Case 2, No update/patch received within timeout

  1. Client registers a recurring job (strategy/duration might be client configurable; see implementation notes at https://github.com/boardgameio/boardgame.io/issues/950#issuecomment-879330516) that checks the outbound client timestamps for each action against the client's current local time. If any outbound timestamp is older than the timeout, the job dispatches a "timeout" action to the client reducer containing an action body with the retired action's correlation id.
  2. A client middleware (perhaps a new one?) sees the dispatched timeout and triggers a timeout exception on the corresponding callback and drops the callback.
  3. The client reducer sees the timeout and drops the retired action's correlation id from the outbound queue/map.
delucis commented 3 years ago

Thanks Philip, here are some notes

Client API

Call Sequence

Otherwise I think this all looks good unless I’ve missed something! Look forward to seeing the PR.

vdfdev commented 3 years ago

" G/ctx updates should exclusively be the result of updates from master."

Does that mean that the client will stop optimistically updating the state on multiplayer games ? I'm just worried some games might feel sluggish to the user, like our chess example which would take up to a second to update the move after the user does the action.

delucis commented 3 years ago

Good question @vdfdev. @shaoster & I have definitely discussed the importance of optimistic updates before, so the intention is to keep that feature, although it’s true I forgot about that while looking at this proposal. Any thoughts on how we could handle that @shaoster?

Provided data:
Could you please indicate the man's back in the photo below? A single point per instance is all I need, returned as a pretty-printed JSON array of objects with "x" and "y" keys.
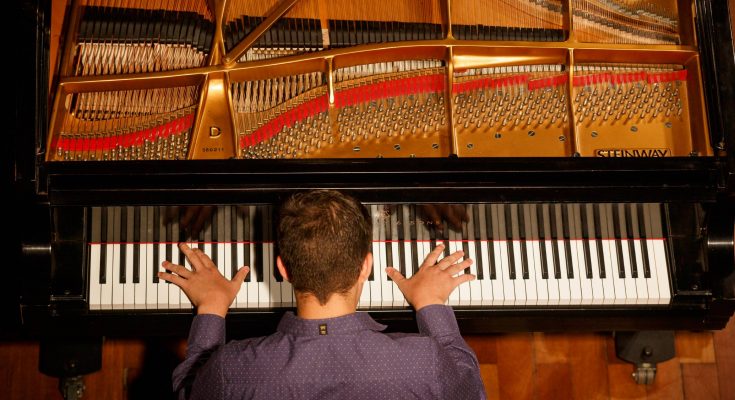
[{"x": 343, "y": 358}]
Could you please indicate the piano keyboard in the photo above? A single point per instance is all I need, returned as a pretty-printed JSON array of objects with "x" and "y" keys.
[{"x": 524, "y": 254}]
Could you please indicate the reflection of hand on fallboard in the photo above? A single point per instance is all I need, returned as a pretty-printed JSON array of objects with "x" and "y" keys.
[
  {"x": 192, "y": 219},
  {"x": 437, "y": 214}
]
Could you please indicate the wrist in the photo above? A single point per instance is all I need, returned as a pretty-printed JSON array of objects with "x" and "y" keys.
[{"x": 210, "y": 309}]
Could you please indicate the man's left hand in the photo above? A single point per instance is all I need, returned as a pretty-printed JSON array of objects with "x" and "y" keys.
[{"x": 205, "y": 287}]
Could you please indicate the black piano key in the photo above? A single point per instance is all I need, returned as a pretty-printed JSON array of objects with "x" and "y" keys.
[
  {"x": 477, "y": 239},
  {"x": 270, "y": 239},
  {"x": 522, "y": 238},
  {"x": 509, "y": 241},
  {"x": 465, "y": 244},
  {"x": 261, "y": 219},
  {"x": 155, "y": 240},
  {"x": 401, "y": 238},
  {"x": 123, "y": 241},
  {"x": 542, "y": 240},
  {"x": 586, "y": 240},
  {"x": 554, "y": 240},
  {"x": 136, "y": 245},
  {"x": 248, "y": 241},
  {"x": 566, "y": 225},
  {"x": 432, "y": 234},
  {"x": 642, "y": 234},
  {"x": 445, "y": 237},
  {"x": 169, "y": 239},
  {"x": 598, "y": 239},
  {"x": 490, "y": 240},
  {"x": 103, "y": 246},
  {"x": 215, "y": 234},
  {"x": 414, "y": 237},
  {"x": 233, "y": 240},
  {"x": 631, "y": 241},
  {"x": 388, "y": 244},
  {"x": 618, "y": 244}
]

Exercises:
- A) Reproduce the passage of the client timeout discussion from "Does that mean" up to and including "does the action.".
- B) Collect each line in the rows that contains the word "indicate".

Answers given:
- A)
Does that mean that the client will stop optimistically updating the state on multiplayer games ? I'm just worried some games might feel sluggish to the user, like our chess example which would take up to a second to update the move after the user does the action.

- B)
Could you please indicate the man's back in the photo below? A single point per instance is all I need, returned as a pretty-printed JSON array of objects with "x" and "y" keys.
Could you please indicate the piano keyboard in the photo above? A single point per instance is all I need, returned as a pretty-printed JSON array of objects with "x" and "y" keys.
Could you please indicate the reflection of hand on fallboard in the photo above? A single point per instance is all I need, returned as a pretty-printed JSON array of objects with "x" and "y" keys.
Could you please indicate the wrist in the photo above? A single point per instance is all I need, returned as a pretty-printed JSON array of objects with "x" and "y" keys.
Could you please indicate the man's left hand in the photo above? A single point per instance is all I need, returned as a pretty-printed JSON array of objects with "x" and "y" keys.
Could you please indicate the black piano key in the photo above? A single point per instance is all I need, returned as a pretty-printed JSON array of objects with "x" and "y" keys.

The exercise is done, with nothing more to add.